Sorun Tanımı 1
Aşağıdaki (a), (b) ve (c) ifadelerinin motorlu araç sorumluluğuna ilişkin metinle uyuşup uyuşmadığını belirtin; her biri için evet ya da hayır deyin ve kararı belirleyen sözleri metinden aynen alıntılayın.
(a) Araç işletenin sorumluluğu bir kusur sorumluluğudur.
(b) İşletenlerin mali sorumluluk sigortası yaptırması zorunludur.
(c) Sigortacı, işletene düşen hukuki sorumluluğu herhangi bir sınır olmaksızın temin eder.

Motorlu araçların işletilme tehlikesine karşı, zarar gören üçüncü şahısları, korumak amacıyla getirilmiş olan bu düzenleme ile öngörülen sorumluluğunun bir kusur sorumluluğu olmayıp, sebep sorumluluğu olduğu; böylece araç işletenin sorumluluğunun sebep sorumluluğunun ikinci türü olan tehlike sorumluluğuna ilişkin bulunduğu, öğretide ve yargısal içtihatlarla kabul edilmektedir (Fikret Eren, Borçlar Hukuku, 9. Bası, s. 631 vd.; Ahmet Kılıçoğlu, Borçlar Hukuku, Genişletilmiş 10, Baskı, s. 264 vd). 2918 sayılı Kanunun 86. maddesinde ise, bu Kanunun 85.maddesinde düzenlenen sorumluluktan kurtulma ve sorumluluğu azaltma koşullarına yer verilmiş olup, bu düzenlemelere göre, araç işleteni veya araç işleteninin bağlı bulunduğu teşebbüs sahibi, kendisinin veya eylemlerinden sorumlu tutulduğu kişilerin kusuru bulunmaksızın ve araçtaki bozukluk kazayı etkilemiş olmaksızın kazanın bir mücbir sebepten veya zarar görenin veya üçüncü kişinin ağır kusurundan ileri geldiğini ispat ederse sorumluluktan kurtulabilecek; sorumluluktan kurtulamayan işleten veya araç işleticisinin bağlı olduğu teşebbüs sahibi ise kazanın oluşunda zarar görenin kusurunun bulunduğunu ispat ederse, hakim, durum ve şartlara göre tazminat miktarını indirebilecektir.
2918 sayılı Karayolları Trafik Kanunu’nun 91/1. maddesinde, “işletenlerin, bu kanunun 85/1. maddesine göre olan sorumluluklarının karşılanmasını sağlamak üzere mali sorumluluk sigortası yaptırmaları zorunludur”, aynı Yasa’nın 85/1. maddesinde, “bir motorlu aracın işletilmesi bir kimsenin ölümüne veya yararlanmasına yahut bir şeyin zarara uğramasına sebep olursa, araç işletenin bu zarardan sorumlu olacağı”, aynı Yasa’nın 85/son maddesinde ise, “işleten ve araç işleticisi teşebbüsün sahibi, aracın sürücüsünün veya aracın kullanılmasına katılan yardımcı kişilerin kusurundan kendi kusuru gibi sorumludur” hükümlerine yer verilmiş, Karayolları Zorunlu Mali Sorumluluk Sigortası Genel Şartları’nın A-1. maddesinde de, “sigortacı bu poliçede tanımlanan motorlu aracın işletilmesi sırasında bir kimsenin ölümüne veya yaralanmasına veya bir şeyin zarara uğramasına sebebiyet vermesinden dolayı 2918 sayılı Karayolları Trafik Kanunu’na göre işletene düşen hukuki sorumluluğu, zorunlu sigorta limitlerine kadar temin eder” şeklinde ifade edilmiştir.

Alıştırma Verileri
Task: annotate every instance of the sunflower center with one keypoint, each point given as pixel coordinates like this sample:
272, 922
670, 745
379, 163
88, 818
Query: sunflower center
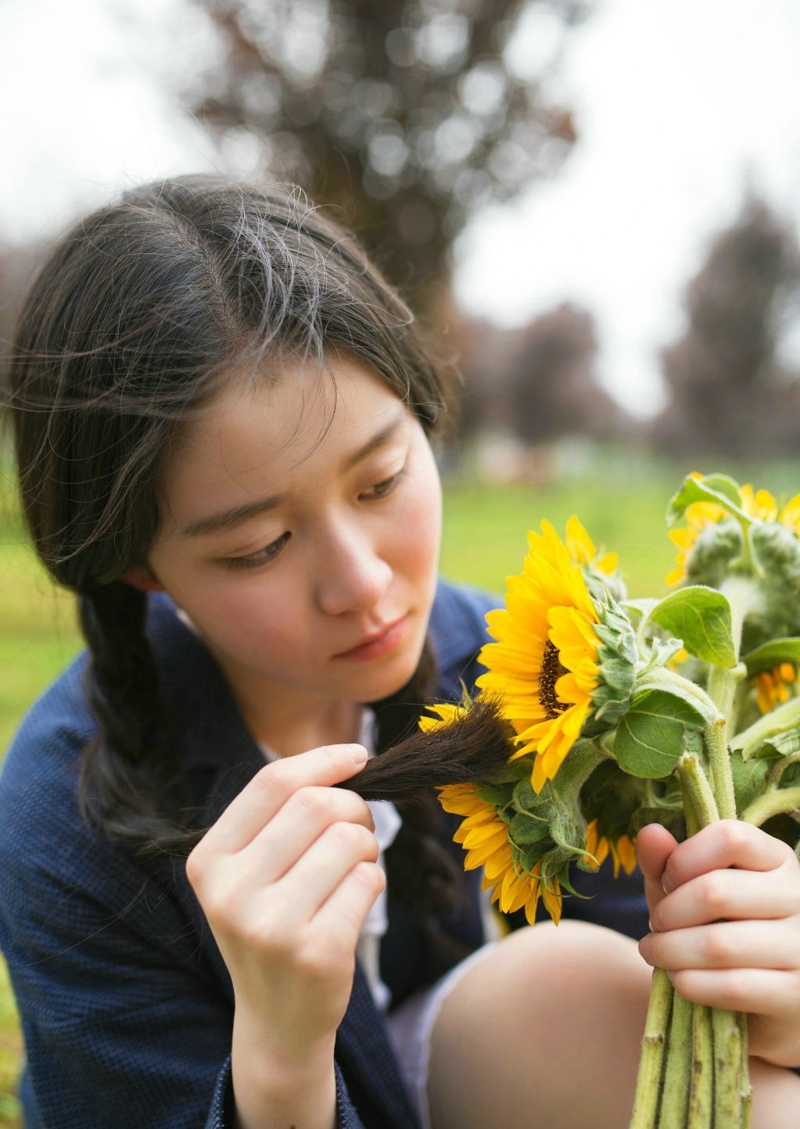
551, 672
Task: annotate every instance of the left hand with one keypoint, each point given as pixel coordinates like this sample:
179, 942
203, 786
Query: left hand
724, 912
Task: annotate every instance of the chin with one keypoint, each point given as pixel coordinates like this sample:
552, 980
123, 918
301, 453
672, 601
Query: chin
385, 683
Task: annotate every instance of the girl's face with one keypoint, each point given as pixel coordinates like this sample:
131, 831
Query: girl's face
300, 535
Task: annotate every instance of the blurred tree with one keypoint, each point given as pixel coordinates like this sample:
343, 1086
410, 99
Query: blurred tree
730, 391
406, 114
551, 383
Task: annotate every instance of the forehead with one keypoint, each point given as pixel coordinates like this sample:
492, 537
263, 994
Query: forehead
288, 429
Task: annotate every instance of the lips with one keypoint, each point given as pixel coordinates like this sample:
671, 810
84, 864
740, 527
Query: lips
377, 642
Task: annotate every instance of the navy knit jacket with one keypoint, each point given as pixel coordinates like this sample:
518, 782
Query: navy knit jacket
126, 1005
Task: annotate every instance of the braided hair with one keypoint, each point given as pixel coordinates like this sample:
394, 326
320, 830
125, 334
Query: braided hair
128, 333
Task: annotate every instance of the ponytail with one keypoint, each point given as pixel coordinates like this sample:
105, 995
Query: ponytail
130, 770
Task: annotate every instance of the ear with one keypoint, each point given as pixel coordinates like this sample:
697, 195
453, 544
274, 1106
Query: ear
142, 579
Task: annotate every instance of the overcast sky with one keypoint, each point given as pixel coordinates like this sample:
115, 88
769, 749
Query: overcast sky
682, 106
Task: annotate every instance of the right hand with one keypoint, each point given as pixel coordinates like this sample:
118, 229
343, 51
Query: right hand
286, 878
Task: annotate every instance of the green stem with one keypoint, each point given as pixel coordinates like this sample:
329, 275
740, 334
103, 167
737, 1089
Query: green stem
744, 596
745, 1087
785, 717
774, 802
727, 1068
677, 1074
695, 782
656, 1026
723, 682
719, 759
693, 823
781, 767
702, 1091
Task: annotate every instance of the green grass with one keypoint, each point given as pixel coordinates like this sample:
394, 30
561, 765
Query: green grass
484, 540
484, 537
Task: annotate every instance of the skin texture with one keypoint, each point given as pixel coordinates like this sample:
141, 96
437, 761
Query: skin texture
288, 874
724, 909
545, 1033
360, 545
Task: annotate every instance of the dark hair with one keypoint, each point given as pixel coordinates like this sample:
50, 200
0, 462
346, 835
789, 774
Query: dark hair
132, 323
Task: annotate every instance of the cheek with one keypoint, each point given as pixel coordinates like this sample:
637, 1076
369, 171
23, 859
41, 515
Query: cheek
419, 534
245, 621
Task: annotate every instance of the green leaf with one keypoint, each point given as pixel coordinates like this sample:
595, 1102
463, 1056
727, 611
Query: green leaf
650, 736
700, 616
525, 830
772, 654
715, 488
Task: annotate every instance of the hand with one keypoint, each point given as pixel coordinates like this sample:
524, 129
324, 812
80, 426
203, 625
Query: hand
286, 878
724, 912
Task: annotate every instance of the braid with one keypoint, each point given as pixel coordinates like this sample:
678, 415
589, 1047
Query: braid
128, 770
422, 874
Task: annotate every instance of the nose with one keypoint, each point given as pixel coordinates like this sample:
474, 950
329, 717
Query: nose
352, 575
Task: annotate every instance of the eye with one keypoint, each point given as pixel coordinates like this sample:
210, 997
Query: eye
262, 557
384, 488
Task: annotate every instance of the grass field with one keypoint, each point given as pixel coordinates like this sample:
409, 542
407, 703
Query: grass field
483, 542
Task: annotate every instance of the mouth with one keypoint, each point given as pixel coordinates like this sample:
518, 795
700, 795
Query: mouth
377, 642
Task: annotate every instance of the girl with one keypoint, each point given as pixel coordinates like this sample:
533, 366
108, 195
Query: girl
222, 418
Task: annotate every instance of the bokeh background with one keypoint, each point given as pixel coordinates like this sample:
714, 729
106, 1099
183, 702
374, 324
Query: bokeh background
591, 206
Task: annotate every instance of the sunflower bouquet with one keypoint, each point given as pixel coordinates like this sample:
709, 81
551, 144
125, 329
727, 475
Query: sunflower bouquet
621, 712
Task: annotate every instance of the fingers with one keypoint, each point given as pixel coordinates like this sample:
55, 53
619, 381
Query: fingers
351, 901
306, 815
728, 842
722, 945
322, 869
655, 845
763, 991
724, 894
270, 789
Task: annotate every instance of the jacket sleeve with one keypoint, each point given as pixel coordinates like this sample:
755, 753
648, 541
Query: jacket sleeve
125, 1004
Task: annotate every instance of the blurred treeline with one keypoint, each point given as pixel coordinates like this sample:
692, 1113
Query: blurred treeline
407, 116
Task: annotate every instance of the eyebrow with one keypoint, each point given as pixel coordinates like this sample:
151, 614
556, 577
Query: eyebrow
230, 518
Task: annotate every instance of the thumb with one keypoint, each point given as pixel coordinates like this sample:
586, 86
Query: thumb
653, 847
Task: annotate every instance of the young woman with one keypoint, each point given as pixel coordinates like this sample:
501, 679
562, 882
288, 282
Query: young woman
222, 418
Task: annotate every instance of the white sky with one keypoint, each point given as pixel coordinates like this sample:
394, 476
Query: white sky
680, 105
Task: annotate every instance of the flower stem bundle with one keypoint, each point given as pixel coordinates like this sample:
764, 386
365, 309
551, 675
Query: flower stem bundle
618, 712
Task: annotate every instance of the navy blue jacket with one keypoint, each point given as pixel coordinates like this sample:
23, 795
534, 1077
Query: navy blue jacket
126, 1005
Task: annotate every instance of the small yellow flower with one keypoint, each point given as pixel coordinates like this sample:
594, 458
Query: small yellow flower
758, 504
483, 833
544, 666
773, 688
623, 851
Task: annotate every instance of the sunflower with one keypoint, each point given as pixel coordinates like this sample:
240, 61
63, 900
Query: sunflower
484, 834
757, 504
545, 666
773, 688
623, 851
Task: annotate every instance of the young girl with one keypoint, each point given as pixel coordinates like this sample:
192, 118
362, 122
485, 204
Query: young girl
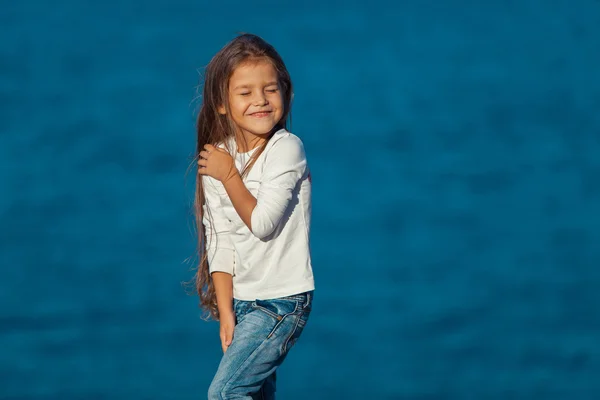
253, 201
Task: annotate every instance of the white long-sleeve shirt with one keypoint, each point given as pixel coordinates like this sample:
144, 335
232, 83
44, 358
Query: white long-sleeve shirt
273, 260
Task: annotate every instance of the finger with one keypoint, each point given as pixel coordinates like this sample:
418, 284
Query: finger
209, 147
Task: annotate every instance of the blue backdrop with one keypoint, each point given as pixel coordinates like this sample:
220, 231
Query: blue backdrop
454, 148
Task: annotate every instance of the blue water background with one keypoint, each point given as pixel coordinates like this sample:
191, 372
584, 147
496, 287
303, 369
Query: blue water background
455, 154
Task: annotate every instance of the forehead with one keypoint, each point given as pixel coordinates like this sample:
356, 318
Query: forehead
253, 72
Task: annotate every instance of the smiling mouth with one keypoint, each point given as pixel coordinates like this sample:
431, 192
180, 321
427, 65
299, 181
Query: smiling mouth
260, 114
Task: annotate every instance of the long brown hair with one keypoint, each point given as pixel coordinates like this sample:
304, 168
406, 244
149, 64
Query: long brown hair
215, 128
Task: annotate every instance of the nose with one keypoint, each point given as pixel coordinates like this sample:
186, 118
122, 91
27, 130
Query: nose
260, 99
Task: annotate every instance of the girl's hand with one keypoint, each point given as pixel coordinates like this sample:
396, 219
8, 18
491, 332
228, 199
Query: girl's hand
227, 322
217, 163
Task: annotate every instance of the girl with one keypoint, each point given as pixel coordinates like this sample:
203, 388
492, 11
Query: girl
253, 205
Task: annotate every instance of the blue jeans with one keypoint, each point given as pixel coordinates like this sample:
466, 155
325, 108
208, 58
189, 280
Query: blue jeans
264, 333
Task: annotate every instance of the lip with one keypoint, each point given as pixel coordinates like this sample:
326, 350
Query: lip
260, 114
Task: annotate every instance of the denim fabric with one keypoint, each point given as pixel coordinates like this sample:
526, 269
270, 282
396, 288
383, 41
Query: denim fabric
264, 333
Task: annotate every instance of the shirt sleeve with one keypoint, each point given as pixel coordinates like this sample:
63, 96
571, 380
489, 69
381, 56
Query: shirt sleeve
285, 165
219, 248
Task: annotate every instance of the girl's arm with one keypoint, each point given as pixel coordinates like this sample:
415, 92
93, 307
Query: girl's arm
284, 167
221, 255
219, 247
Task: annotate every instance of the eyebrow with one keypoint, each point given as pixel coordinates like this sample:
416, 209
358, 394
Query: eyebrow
273, 83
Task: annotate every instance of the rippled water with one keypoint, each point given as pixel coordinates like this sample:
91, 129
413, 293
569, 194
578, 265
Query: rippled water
455, 156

Sorun Tanımı 2
Yukarıdaki alıştırma verilerinde "Task: annotate every instance of the girl's arm" ifadesini içeren satırdan satırların sonuna kadar her şeyi, iki ucu da dahil ederek aynen yazın.

Beklenen Çıktı 1
(a) Hayır: "bir kusur sorumluluğu olmayıp, sebep sorumluluğu olduğu"
(b) Evet: "işletenlerin, bu kanunun 85/1. maddesine göre olan sorumluluklarının karşılanmasını sağlamak üzere mali sorumluluk sigortası yaptırmaları zorunludur"
(c) Hayır: "zorunlu sigorta limitlerine kadar temin eder"

Beklenen Çıktı 2
Task: annotate every instance of the girl's arm with one keypoint, each point given as pixel coordinates like this sample:
415, 92
93, 307
Query: girl's arm
284, 167
221, 255
219, 247
Task: annotate every instance of the eyebrow with one keypoint, each point given as pixel coordinates like this sample:
416, 209
358, 394
Query: eyebrow
273, 83
Task: annotate every instance of the rippled water with one keypoint, each point given as pixel coordinates like this sample:
91, 129
413, 293
569, 194
578, 265
Query: rippled water
455, 156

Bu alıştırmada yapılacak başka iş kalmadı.